_WHAT YOU SHOULD DO_. Return the records word for word. Any pictures in them are not part of the copy.

[Opening RECORDS FOR PROCESSING section]

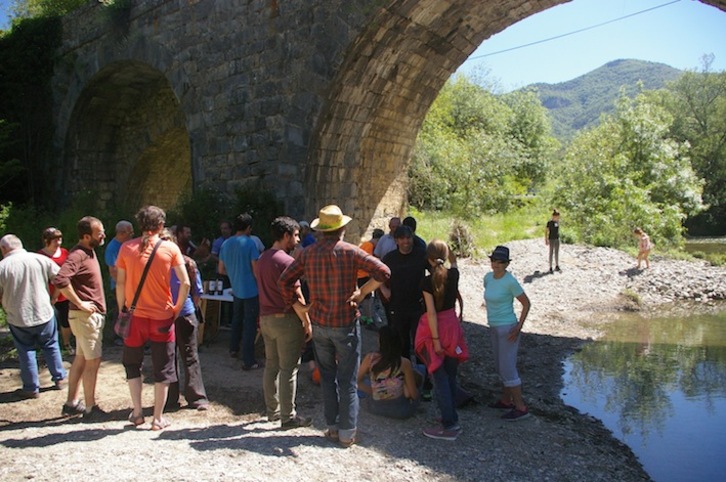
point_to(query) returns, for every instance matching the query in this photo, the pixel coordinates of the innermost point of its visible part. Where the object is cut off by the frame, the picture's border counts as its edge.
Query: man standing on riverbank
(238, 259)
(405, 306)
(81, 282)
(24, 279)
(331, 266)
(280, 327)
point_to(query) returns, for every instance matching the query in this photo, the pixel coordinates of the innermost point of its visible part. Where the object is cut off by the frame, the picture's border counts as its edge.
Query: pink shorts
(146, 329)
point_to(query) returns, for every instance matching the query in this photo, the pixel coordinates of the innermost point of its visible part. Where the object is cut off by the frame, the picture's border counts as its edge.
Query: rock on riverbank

[Closing RECORDS FOR PROCESSING section]

_EXPECTED OUTPUT_.
point_to(query) returns, for every instance matching the query in this photo, the pixel coordinates of the innermost point of its visible part. Where the object is cut off by the frame, the picture's border counts as its edge.
Query: man standing on riverbank
(238, 259)
(405, 306)
(81, 282)
(24, 279)
(331, 266)
(280, 327)
point_to(query) returns, for every instance matching the query in this photo, the pixel coordinates of the innermost point of its visible part. Where the object is cut off by the frame, the picture's border counts as its edge.
Query: pink shorts
(146, 329)
point_to(query) returns, for every instance matching the query in this photo, the pixel coordinates of the innermost point of its visible part. Where the object is cut off by the frame, the picture's border counts as its edge.
Query: rock on riverbank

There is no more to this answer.